→ Requirement 1:
Count the lines in the records below that contain the string "button". Reply with that number only.

→ Text shown:
------------------------------------------------------------

Matrix Calculus – Differentiating exp^DA with Respect to Diagonal Matrix

derivativesmatricesmatrix exponentialmatrix-calculus

Let $D$ be a diagonal matrix

$$
D = \begin{bmatrix}
d_1 & 0 & \dots & 0 \\
0 & d_2 & \dots & 0 \\
\vdots & \vdots & \ddots & \vdots \\
0 & 0 & \dots & d_n
\end{bmatrix}
$$

and let $A\in\mathbb{R}^{n\times n}$ be another matrix and $v\in\mathbb{R}^{n}$ a vector. I want to compute
$$
\frac{\partial (\exp(DA)v)}{\partial d_k}
$$

I lack a lot of intuition in matrix-valued functions chain rules. Using this Derivative of matrix exponential w.r.t. to each element of the matrix then my chain rule intuition would be
$$
\left(\frac{\partial (\exp(B))}{\partial B_{i,j}}\right)(DA)\left(\frac{\partial (DA)}{\partial d_{k}}\right)v=DA\exp(DA)\langle A_{k,:},v\rangle\delta_{i,k}
$$

I'm so unfamiliar with this that I don't even know how to write the notation, I will divide into steps.

------------------------------------------------------------

→ Requirement 2:
In the post on differentiating the matrix exponential, what kind of matrix is D?

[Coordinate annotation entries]
------------------------------------------------------------

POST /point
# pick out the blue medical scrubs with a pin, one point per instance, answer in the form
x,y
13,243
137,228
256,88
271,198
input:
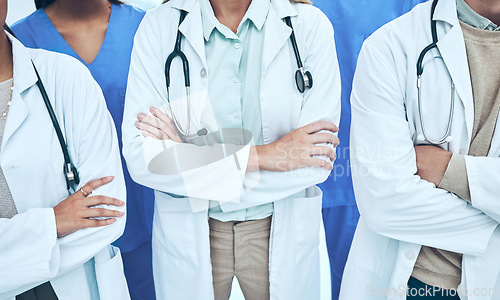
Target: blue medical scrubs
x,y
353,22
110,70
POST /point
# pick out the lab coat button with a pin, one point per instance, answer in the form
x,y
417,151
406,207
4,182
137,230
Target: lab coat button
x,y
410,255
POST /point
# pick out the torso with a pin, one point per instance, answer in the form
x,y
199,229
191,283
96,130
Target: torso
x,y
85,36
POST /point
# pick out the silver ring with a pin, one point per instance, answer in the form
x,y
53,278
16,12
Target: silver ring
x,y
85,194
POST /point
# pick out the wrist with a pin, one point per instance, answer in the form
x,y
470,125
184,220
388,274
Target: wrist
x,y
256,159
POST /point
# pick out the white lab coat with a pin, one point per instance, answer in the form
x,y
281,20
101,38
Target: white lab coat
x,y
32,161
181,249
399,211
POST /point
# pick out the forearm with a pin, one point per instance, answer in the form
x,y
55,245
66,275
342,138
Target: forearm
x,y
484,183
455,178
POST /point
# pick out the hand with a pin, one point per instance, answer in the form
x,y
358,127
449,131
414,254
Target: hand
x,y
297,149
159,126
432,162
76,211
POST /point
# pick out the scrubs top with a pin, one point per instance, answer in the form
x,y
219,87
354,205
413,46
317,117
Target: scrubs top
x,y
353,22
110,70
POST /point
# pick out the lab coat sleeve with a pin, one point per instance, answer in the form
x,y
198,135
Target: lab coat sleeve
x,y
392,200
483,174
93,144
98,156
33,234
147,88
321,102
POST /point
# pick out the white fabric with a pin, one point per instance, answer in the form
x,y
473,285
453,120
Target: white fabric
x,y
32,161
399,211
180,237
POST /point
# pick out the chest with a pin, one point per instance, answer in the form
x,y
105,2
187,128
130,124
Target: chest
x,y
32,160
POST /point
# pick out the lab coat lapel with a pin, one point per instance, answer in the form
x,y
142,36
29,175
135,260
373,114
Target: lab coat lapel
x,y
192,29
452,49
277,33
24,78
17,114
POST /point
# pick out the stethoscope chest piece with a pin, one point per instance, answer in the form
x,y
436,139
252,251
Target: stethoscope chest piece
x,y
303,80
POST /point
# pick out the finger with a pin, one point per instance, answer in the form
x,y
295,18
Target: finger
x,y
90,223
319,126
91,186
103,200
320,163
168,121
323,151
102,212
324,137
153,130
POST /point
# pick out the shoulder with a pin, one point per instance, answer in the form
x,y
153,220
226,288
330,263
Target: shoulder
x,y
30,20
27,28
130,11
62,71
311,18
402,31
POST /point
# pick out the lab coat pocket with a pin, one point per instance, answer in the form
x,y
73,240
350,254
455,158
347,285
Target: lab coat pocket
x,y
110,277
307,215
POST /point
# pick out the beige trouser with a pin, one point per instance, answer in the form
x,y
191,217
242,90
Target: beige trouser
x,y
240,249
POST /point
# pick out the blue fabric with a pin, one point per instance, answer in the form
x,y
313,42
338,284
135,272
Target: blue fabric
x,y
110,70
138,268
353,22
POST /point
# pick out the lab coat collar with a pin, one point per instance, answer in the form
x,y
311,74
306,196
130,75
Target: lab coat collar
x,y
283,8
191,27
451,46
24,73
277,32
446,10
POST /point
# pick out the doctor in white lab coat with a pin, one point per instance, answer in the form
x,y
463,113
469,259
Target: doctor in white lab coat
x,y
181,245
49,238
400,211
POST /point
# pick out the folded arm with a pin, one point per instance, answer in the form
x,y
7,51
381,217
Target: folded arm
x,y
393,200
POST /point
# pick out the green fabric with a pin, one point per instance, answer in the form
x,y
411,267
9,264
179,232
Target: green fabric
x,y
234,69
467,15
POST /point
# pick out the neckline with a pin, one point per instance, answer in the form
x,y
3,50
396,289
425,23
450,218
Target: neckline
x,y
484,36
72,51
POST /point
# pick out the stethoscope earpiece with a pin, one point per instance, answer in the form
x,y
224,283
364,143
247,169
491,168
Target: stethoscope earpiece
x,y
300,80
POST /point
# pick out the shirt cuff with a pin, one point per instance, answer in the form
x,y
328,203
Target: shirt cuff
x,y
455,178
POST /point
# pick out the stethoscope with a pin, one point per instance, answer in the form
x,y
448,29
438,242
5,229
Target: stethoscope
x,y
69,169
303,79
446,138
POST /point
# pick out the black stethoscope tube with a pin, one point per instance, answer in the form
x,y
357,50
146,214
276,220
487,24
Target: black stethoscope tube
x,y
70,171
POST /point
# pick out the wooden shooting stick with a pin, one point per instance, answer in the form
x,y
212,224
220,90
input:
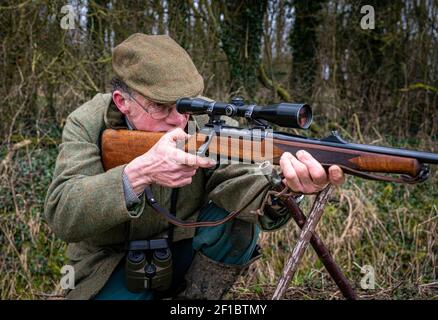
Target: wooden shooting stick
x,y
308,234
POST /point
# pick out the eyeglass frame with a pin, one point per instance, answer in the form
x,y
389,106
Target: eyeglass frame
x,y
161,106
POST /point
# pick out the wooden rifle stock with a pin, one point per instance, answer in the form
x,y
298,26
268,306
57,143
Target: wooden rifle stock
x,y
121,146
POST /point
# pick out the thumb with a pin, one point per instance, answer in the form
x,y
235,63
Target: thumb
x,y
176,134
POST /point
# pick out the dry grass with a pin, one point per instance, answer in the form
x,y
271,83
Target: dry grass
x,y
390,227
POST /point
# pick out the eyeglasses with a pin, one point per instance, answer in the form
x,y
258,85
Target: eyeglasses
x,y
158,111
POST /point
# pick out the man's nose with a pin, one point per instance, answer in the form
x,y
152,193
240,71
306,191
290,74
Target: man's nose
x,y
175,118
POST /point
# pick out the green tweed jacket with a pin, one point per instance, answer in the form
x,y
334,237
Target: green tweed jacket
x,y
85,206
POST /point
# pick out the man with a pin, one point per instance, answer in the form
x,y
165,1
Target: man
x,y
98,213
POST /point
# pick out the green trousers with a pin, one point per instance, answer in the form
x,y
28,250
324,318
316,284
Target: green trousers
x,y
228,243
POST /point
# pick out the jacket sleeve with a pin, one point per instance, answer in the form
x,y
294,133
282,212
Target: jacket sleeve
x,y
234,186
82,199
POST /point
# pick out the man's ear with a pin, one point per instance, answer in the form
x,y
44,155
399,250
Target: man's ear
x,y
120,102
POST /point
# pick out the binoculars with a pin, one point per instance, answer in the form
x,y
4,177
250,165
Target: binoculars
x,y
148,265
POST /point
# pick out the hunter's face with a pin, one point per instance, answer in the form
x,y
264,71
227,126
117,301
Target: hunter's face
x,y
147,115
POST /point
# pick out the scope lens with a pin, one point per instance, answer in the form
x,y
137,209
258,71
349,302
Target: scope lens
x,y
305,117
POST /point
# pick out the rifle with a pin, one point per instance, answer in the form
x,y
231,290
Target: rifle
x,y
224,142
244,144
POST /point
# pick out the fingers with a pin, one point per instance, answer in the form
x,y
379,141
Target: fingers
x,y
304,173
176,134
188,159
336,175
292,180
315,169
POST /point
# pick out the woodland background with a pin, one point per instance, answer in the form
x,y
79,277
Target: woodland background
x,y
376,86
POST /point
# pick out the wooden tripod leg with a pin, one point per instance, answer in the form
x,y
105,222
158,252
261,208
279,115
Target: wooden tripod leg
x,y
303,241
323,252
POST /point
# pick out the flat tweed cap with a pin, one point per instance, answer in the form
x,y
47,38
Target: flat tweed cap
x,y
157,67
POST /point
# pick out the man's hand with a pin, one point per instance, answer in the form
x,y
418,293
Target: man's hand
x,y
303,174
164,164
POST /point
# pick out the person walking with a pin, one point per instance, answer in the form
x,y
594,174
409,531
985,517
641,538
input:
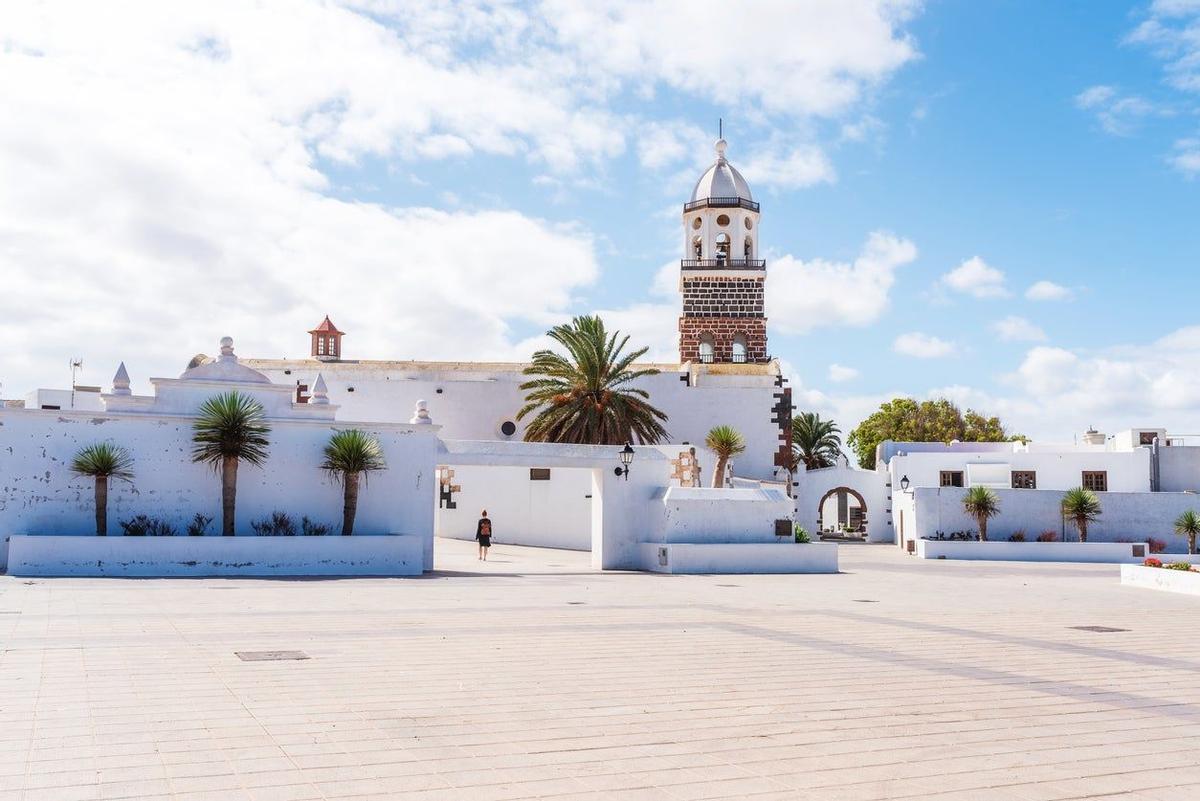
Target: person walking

------------------------------------------------------------

→ Exercise answer 1:
2

→ Exercise answer 2:
D is a diagonal matrix.